* **Saved entries**:

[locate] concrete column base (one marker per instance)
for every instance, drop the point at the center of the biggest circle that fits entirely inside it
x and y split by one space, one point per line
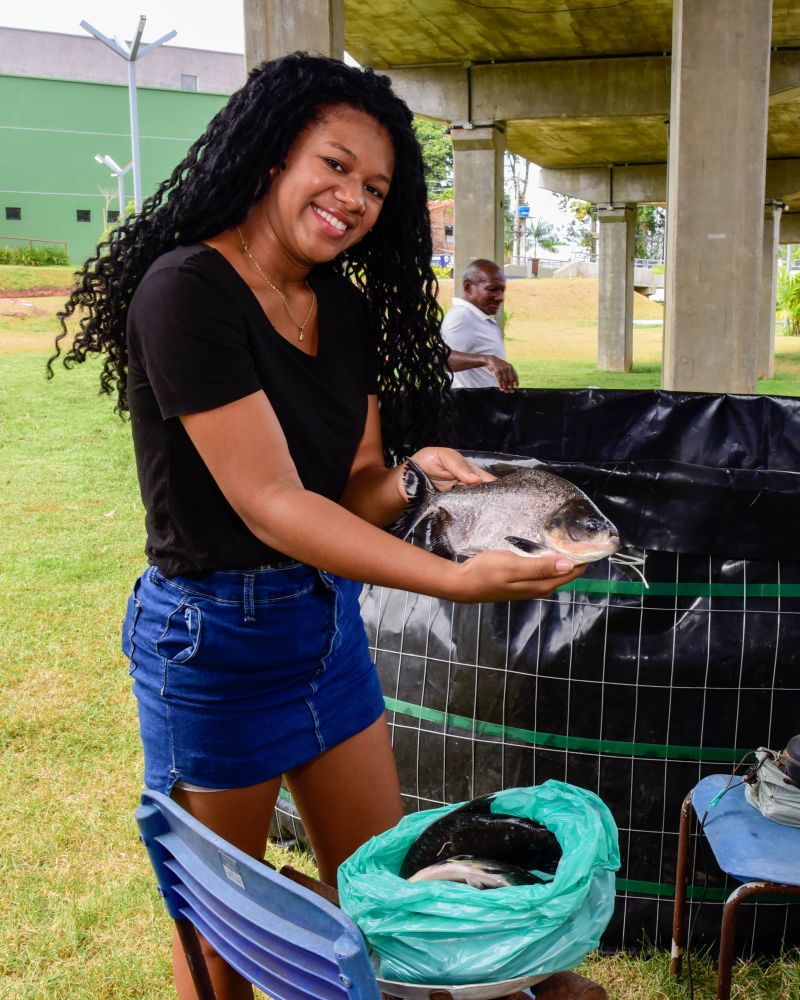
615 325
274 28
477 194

* **PROBLEM STATEMENT**:
Lines with the word "instance" in them are the answer; report each one from the data.

* **PROBLEM SOLUTION**:
[locate] concrete column base (one marker per instance)
for every instance, drop the point at the center of the biggest circle that fits entirely inside it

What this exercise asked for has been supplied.